RECORDS PROVIDED:
━━━━━━━━━━━━━━━━━━━━

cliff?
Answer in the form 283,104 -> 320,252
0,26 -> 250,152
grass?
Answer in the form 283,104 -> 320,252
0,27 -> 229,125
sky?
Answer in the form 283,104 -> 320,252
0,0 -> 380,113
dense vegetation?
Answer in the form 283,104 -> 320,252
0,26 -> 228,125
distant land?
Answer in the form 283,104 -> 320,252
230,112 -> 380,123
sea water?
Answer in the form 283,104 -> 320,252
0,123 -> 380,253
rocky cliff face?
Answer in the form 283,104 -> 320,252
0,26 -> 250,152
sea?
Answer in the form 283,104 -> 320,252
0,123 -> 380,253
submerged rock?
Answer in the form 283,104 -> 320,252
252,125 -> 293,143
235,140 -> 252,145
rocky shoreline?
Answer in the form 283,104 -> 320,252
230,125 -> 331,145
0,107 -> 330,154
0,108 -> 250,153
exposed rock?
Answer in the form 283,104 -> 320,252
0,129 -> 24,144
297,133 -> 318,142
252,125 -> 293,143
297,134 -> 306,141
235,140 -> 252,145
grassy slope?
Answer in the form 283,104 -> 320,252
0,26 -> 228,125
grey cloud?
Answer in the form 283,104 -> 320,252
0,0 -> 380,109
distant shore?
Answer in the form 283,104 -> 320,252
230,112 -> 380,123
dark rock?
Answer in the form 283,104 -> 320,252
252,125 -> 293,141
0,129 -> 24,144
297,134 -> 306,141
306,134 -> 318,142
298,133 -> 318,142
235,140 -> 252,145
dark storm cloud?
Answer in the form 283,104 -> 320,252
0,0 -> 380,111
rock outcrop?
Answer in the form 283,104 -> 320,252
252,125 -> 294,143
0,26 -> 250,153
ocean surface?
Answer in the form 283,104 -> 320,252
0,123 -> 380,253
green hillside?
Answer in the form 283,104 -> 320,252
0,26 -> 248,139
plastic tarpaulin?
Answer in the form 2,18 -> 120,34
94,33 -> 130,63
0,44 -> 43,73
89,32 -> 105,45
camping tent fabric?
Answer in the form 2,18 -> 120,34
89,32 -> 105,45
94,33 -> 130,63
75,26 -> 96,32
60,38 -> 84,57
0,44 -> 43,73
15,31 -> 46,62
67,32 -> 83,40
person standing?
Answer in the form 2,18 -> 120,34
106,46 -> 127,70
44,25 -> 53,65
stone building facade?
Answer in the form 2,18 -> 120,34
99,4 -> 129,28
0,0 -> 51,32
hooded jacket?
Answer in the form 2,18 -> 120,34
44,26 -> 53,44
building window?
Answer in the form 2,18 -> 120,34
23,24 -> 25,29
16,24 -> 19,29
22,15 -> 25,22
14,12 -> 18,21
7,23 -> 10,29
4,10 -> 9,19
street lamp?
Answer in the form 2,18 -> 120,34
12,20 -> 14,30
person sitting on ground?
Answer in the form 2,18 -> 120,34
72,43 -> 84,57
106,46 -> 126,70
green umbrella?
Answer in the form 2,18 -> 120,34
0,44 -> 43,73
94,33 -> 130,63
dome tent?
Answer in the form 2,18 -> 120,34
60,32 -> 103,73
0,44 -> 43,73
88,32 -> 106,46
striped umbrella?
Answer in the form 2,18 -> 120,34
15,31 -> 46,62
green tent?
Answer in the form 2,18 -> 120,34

━━━━━━━━━━━━━━━━━━━━

TASK OBJECTIVE: Turn all of the lines above into a numbered list, leaving out any blank lines.

RESULT OF THIS TASK:
1. cliff?
2. Answer in the form 283,104 -> 320,252
3. 0,26 -> 250,152
4. grass?
5. Answer in the form 283,104 -> 320,252
6. 0,27 -> 229,125
7. sky?
8. Answer in the form 283,104 -> 320,252
9. 0,0 -> 380,113
10. dense vegetation?
11. Answer in the form 283,104 -> 320,252
12. 0,26 -> 228,125
13. distant land?
14. Answer in the form 283,104 -> 320,252
15. 230,112 -> 380,123
16. sea water?
17. Answer in the form 283,104 -> 320,252
18. 0,123 -> 380,253
19. rocky cliff face?
20. Answer in the form 283,104 -> 320,252
21. 0,26 -> 250,152
22. sea?
23. Answer in the form 283,104 -> 320,252
24. 0,123 -> 380,253
25. submerged rock?
26. Answer in the form 283,104 -> 320,252
27. 252,125 -> 293,143
28. 235,140 -> 252,145
29. rocky shoreline?
30. Answer in the form 283,104 -> 320,252
31. 230,125 -> 331,145
32. 0,107 -> 330,154
33. 0,108 -> 250,153
34. exposed rock?
35. Answer in the form 283,104 -> 320,252
36. 0,129 -> 24,144
37. 297,133 -> 318,142
38. 252,125 -> 293,143
39. 297,134 -> 306,141
40. 235,140 -> 252,145
41. grassy slope?
42. Answer in the form 283,104 -> 320,252
43. 0,26 -> 228,125
44. grey cloud?
45. Answer in the form 283,104 -> 320,252
46. 0,0 -> 380,109
47. distant shore?
48. Answer in the form 283,104 -> 320,252
49. 230,112 -> 380,123
50. dark rock?
51. Answer in the form 283,104 -> 320,252
52. 252,125 -> 293,141
53. 0,129 -> 24,144
54. 297,134 -> 306,141
55. 306,134 -> 318,142
56. 298,133 -> 318,142
57. 235,140 -> 252,145
58. dark storm cloud?
59. Answer in the form 283,104 -> 320,252
60. 0,0 -> 380,111
61. rock outcrop?
62. Answer in the form 283,104 -> 320,252
63. 252,125 -> 294,143
64. 0,26 -> 250,153
65. ocean surface?
66. Answer in the form 283,104 -> 320,252
67. 0,123 -> 380,253
68. green hillside?
69. Answer in the form 283,104 -> 320,252
70. 0,26 -> 248,139
71. plastic tarpaulin?
72. Answer in the form 2,18 -> 120,34
73. 94,33 -> 130,63
74. 0,44 -> 43,73
75. 89,32 -> 105,45
76. camping tent fabric?
77. Answer in the form 2,18 -> 120,34
78. 89,32 -> 105,45
79. 94,33 -> 130,63
80. 75,26 -> 96,32
81. 60,38 -> 84,57
82. 0,44 -> 43,73
83. 15,31 -> 46,62
84. 67,32 -> 83,40
85. person standing?
86. Answer in the form 2,18 -> 120,34
87. 106,46 -> 127,70
88. 44,25 -> 53,65
89. stone building facade?
90. Answer in the form 2,18 -> 120,34
91. 99,4 -> 129,28
92. 0,0 -> 51,32
93. hooded jacket?
94. Answer in the form 2,18 -> 120,34
95. 44,26 -> 53,44
96. building window?
97. Answer in the form 2,18 -> 120,34
98. 23,24 -> 25,29
99. 16,24 -> 19,29
100. 22,15 -> 25,22
101. 14,12 -> 18,21
102. 7,23 -> 10,29
103. 4,10 -> 9,19
104. street lamp?
105. Answer in the form 2,18 -> 120,34
106. 12,20 -> 14,30
107. person sitting on ground?
108. Answer in the form 2,18 -> 120,34
109. 72,43 -> 84,57
110. 106,46 -> 126,70
111. green umbrella?
112. Answer in the form 2,18 -> 120,34
113. 0,44 -> 43,73
114. 94,33 -> 130,63
115. dome tent?
116. Answer in the form 2,18 -> 120,34
117. 60,32 -> 103,73
118. 0,44 -> 43,73
119. 88,32 -> 106,46
120. striped umbrella?
121. Answer in the form 2,18 -> 120,34
122. 15,31 -> 46,62
123. green tent?
124. Answer in the form 2,18 -> 120,34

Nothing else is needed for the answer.